**To do:**
a - Answer these questions about the passage on Nike and Armstrong:
(i) How many witnesses did the U.S. Anti-Doping Agency assemble against the cyclist?
(ii) Who led the protestors who surrounded Nike's Oregon headquarters?
(iii) How has the company's stock responded to its associations with Armstrong?
b - Write the next part of the passage on Nike and Armstrong, starting after its final sentence.
== Document passage ==
That looks like a big event -- but is it?

That the company needed to disassociate itself from Armstrong has been obvious for months now. When the U.S. Anti-Doping Agency assembled 24 witnesses and over a thousand pages of evidence against the cyclist, what had been Nike's loyalty began to look like stupidity. But when protestors surrounded Nike's Oregon headquarters -- led by Armstrong's former teammate Paul Willerton -- the game was surely up.

Three strange things emerge from this sad saga:

1. Nike must be bigger than its athletes

For all its associations with Armstrong, the company's stock has scarcely budged. Investors don't care about the elite athlete; he isn't -- wasn't -- what made the company profitable. Perhaps that is because cycling still isn't a mainstream sport. Or perhaps it is because, however useful headliners may be, consumers are smart enough to know that when they spend money they are buying products, not celebrities.
===
== Supplied records ==
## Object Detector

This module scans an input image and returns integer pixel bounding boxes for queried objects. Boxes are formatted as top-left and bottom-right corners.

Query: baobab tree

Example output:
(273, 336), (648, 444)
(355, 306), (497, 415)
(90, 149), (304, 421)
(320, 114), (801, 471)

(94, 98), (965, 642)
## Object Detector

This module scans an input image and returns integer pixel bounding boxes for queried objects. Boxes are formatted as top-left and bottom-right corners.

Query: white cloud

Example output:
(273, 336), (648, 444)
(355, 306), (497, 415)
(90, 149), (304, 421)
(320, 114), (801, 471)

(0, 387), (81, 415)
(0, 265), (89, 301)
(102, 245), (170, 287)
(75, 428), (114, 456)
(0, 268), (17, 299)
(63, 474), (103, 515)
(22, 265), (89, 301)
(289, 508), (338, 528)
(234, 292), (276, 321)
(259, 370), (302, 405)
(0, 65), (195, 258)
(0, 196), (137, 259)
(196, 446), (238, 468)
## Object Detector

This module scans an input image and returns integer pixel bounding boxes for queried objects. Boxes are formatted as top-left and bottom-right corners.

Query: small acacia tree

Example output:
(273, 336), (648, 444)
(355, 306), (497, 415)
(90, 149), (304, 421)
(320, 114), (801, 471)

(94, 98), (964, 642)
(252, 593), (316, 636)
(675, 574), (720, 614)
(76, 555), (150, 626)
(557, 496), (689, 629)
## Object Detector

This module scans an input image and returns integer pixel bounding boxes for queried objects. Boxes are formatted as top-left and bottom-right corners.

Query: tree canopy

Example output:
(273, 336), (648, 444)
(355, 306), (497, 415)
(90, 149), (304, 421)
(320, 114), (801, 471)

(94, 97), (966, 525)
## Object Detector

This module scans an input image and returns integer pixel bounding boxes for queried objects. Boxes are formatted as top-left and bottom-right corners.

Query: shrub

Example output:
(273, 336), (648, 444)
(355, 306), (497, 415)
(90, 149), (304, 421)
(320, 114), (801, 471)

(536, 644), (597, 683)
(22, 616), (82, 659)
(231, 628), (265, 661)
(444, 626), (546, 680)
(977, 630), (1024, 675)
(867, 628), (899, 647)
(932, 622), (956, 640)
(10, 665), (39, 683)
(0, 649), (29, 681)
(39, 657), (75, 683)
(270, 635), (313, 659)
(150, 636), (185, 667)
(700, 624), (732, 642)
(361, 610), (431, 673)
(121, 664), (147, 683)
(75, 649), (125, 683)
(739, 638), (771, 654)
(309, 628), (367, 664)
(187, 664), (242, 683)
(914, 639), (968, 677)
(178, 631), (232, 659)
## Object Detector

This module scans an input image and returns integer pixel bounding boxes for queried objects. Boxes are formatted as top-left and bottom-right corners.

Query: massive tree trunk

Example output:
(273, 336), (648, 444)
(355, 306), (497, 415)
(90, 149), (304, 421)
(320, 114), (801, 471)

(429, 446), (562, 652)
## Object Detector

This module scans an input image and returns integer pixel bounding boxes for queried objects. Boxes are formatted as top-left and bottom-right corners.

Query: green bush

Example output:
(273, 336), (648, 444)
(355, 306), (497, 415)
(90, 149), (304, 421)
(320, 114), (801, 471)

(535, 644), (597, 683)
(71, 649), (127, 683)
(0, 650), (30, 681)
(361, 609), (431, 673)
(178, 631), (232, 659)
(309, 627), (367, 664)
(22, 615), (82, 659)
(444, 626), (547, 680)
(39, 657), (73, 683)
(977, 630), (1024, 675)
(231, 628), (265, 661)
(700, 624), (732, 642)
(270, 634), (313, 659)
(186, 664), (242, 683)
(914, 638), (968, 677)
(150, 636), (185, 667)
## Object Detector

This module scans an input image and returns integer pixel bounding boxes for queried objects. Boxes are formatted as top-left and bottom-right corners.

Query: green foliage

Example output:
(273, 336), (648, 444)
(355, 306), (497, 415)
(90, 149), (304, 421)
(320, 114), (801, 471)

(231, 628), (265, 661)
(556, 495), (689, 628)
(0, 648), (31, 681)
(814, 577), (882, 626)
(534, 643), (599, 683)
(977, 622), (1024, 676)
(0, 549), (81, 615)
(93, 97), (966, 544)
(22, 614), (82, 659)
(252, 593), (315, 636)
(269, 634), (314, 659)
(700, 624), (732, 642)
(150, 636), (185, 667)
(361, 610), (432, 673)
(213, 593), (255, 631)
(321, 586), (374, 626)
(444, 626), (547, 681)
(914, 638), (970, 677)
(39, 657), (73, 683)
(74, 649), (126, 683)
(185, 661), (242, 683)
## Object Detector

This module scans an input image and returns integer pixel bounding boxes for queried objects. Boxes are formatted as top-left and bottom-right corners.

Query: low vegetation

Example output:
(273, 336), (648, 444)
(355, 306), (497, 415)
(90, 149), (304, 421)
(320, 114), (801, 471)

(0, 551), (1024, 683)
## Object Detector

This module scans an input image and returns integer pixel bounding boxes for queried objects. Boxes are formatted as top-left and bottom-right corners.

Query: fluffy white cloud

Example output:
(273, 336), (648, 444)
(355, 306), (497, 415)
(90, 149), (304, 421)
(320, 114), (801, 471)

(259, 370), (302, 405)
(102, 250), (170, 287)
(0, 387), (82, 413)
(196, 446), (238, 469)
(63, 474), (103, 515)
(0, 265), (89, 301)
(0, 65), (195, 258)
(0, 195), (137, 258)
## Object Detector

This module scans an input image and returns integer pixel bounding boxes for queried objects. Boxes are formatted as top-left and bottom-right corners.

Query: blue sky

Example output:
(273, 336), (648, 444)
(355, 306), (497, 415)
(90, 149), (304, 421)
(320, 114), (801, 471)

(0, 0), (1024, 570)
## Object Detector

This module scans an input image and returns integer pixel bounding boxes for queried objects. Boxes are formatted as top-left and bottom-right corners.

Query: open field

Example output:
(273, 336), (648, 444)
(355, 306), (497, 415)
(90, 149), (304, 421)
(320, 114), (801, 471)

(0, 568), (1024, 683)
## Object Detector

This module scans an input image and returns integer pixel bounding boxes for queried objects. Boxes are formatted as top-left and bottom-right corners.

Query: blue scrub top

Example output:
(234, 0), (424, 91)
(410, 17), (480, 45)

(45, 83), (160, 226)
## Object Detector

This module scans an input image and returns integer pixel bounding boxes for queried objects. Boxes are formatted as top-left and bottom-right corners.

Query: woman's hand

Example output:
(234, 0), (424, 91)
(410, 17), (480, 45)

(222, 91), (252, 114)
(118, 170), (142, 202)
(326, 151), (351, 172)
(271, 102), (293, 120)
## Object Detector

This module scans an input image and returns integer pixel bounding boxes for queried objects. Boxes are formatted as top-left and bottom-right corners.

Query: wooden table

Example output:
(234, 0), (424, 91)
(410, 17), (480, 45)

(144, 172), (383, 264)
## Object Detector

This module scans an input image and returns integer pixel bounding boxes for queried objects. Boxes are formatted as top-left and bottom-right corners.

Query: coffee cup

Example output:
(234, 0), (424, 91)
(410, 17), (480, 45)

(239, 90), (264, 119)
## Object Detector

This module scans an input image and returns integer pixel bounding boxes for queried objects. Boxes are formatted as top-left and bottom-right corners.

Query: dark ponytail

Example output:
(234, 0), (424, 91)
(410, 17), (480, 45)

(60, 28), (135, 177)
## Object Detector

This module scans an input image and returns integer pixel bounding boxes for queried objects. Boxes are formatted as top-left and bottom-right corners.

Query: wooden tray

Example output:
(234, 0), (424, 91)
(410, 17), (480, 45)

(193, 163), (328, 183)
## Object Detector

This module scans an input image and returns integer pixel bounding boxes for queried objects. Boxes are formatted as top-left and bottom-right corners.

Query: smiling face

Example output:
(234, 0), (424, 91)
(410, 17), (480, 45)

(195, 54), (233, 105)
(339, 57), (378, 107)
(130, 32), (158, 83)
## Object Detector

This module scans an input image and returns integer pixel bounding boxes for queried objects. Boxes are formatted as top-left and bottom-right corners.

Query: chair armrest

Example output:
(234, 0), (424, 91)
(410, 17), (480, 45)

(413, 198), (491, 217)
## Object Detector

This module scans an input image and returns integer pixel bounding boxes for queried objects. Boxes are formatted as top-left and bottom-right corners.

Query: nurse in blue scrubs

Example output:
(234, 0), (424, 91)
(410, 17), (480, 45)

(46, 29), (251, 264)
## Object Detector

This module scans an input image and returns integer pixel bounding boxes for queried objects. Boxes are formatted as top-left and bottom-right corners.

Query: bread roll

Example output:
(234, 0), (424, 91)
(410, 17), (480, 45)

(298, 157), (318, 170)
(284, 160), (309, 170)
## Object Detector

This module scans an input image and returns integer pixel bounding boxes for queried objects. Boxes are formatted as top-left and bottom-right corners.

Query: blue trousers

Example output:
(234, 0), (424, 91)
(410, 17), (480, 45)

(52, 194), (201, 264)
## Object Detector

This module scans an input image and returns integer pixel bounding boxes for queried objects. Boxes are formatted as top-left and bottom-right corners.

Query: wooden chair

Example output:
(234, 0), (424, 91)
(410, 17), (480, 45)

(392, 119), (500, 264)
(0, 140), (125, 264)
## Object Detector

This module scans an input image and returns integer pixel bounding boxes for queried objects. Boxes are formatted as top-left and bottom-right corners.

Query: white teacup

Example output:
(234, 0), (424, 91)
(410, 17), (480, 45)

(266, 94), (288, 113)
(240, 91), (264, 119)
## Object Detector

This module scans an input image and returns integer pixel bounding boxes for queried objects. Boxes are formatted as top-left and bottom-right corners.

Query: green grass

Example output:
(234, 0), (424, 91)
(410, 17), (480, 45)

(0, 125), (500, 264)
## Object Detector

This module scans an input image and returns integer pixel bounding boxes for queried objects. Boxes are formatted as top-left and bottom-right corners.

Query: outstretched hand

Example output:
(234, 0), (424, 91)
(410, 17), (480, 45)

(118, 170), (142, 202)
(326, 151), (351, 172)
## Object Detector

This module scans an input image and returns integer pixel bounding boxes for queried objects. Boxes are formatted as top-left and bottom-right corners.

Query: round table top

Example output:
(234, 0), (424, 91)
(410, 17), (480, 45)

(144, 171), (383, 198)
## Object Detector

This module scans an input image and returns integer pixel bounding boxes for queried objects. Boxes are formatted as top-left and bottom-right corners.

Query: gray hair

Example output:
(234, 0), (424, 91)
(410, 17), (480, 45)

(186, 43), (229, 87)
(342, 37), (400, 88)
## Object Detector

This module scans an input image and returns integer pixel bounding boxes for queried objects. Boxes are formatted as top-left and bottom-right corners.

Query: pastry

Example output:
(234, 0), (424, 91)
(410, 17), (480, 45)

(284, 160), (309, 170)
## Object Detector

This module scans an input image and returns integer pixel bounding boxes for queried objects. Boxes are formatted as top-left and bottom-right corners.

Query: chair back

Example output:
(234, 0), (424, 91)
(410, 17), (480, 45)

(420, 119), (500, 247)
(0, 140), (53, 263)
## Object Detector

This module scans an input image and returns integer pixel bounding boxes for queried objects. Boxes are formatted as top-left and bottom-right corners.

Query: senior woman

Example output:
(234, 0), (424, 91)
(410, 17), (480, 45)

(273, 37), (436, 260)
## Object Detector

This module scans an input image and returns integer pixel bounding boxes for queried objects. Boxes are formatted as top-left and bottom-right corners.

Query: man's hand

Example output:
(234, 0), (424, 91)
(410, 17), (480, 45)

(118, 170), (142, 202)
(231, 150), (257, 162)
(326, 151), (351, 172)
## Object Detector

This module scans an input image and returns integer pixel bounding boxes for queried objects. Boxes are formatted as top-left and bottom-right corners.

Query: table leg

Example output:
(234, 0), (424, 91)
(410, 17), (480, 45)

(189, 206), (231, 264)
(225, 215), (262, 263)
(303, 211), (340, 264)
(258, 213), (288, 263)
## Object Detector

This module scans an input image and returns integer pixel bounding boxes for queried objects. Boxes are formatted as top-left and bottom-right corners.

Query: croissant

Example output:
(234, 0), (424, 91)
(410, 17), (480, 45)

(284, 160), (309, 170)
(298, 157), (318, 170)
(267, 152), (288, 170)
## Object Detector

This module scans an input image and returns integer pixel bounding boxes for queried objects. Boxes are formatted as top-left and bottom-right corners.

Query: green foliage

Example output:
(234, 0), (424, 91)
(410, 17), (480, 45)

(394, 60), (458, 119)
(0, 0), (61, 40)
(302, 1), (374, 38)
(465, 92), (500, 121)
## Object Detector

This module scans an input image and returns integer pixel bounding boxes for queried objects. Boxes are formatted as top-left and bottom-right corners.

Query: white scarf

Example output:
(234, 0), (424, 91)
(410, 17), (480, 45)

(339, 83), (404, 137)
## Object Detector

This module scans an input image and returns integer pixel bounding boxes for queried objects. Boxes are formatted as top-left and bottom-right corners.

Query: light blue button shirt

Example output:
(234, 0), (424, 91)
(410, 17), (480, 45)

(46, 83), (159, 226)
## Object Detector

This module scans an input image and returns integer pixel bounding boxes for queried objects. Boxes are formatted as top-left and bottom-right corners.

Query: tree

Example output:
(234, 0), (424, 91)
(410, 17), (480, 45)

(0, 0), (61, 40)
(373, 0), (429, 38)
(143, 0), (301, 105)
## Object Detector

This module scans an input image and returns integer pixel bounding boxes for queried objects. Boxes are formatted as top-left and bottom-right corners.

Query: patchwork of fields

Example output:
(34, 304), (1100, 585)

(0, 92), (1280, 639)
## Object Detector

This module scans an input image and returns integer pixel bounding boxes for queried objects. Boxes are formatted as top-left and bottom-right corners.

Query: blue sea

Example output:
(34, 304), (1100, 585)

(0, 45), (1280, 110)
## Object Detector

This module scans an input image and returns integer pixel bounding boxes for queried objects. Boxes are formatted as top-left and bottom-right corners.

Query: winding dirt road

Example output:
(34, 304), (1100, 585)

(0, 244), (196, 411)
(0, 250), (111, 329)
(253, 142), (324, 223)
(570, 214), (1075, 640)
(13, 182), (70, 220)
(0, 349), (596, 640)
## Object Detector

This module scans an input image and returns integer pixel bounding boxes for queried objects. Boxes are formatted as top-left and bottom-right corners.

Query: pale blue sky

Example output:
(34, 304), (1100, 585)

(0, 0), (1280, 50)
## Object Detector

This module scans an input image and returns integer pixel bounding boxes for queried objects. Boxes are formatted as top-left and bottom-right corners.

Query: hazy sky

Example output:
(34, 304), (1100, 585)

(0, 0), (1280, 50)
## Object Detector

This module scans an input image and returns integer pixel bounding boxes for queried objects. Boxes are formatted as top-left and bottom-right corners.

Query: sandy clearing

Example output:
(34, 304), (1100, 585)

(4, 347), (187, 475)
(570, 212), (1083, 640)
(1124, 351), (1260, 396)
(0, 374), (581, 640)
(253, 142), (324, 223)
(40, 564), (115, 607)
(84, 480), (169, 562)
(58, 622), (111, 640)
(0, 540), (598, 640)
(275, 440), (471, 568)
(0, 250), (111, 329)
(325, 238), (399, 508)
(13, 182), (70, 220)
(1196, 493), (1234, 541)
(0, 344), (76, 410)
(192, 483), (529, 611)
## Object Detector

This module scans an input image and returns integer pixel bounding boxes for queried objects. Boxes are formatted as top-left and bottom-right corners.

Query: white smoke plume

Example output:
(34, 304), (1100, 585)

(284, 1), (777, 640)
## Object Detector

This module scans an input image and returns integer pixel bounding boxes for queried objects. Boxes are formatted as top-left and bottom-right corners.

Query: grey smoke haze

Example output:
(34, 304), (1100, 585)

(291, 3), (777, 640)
===
**Responses by task:**
a -
(i) 24 witnesses.
(ii) Paul Willerton, Armstrong's former teammate.
(iii) It has scarcely budged.

b -
2. Stars don't own their fans

Celebrity endorsements thrive on the assumption that there's a virtuous circle: Promoting athletes brings fans to the brand which then further promotes the athlete. But celebrities don't own their fans and can lose them in an instant. What that means, from a business perspective, is that celebrities may rent their followers to a company but never own them. And it is in the nature of competitive sports that, sooner or later, most of them lose something: Status, reputation, credibility. As such, they prove a highly volatile investment. Making decent products the right way remains a core business, however it's decorated.

3. Charity isn't whitewash

Armstrong strangely seemed to believe that people loved him as a cancer survivor and would love him without his Tour de France victories. Wrong. There are millions of cancer survivors out there, many a good deal more appealing and inspiring than Lance. His foundation didn't and won't keep his personal stock high. As one commentator put it, "Lance has been good for cancer - but cancer has been good for Lance."

There's nothing to celebrate here. The myth spun by Armstrong's memoirs -- that he started off a jerk but was redeemed by cancer -- has just been rewritten: He started a jerk and cancer made him more of one. This is scarcely an uplifting correction. But the degree to which Nike's value hasn't flickered shows just how unimportant these high profile athletes can be. Sic transit gloria -- glory fades.